**Work to complete:** Reproduce all of the data below with "top-left corner" replaced by "upper-left corner" wherever it occurs, leaving everything else unchanged and omitting the pictures.
# # #
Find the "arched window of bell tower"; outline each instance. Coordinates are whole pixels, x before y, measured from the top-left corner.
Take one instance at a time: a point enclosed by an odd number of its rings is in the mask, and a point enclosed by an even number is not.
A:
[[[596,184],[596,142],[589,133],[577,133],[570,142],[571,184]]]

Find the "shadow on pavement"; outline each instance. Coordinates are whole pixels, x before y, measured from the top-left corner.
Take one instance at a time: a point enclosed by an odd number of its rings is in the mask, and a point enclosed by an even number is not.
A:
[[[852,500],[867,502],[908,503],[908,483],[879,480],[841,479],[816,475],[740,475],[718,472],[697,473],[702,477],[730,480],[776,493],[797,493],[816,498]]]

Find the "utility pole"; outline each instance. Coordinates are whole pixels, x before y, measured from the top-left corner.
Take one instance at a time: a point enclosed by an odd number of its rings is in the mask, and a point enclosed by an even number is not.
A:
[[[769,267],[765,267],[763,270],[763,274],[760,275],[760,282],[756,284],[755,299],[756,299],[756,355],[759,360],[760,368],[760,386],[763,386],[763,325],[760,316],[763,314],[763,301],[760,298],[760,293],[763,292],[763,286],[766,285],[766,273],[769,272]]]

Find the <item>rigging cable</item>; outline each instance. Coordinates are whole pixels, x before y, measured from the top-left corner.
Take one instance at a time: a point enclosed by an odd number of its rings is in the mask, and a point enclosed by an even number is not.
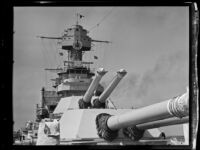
# # #
**The result:**
Find the "arched window of bell tower"; outline each instance. Coordinates are whole pixels, x before y, measured from the upper-left corner.
Take one instance at a time: a point enclosed by an odd number of its rings is in the mask, and a point enclosed by an even number is not.
A:
[[[596,184],[596,142],[589,133],[577,133],[570,142],[571,184]]]

Find the "shadow on pavement"; outline each instance. Coordinates are whole pixels, x before y, measured from the upper-left corner.
Take one instance at a time: a point enclosed by an odd number of its rings is in the mask, and a point enclosed by an even number is not.
A:
[[[852,500],[867,502],[908,503],[908,483],[879,480],[841,479],[816,475],[740,475],[718,472],[697,473],[702,477],[730,480],[776,493],[797,493],[816,498]]]

Find the "utility pole"; outline each instance. Coordinates are whole pixels, x before y, measured from the upper-left corner.
Take one instance at a time: a point enclosed by an odd number of its rings is in the mask, and a point enclosed by an even number is not.
A:
[[[769,267],[765,267],[763,270],[763,274],[760,275],[760,282],[756,284],[755,299],[756,299],[756,355],[759,360],[760,368],[760,386],[763,386],[763,325],[760,316],[763,314],[763,301],[760,298],[760,293],[763,292],[763,286],[766,285],[766,273],[769,272]]]

Find the <item>rigging cable</item>; outline each instance. Coordinates are whole pixels, x before y, measured from the upper-left corner.
Take one instance at a time: a point enclosed by an odd number of its rings is in the mask, and a point enclosed by an even number is not.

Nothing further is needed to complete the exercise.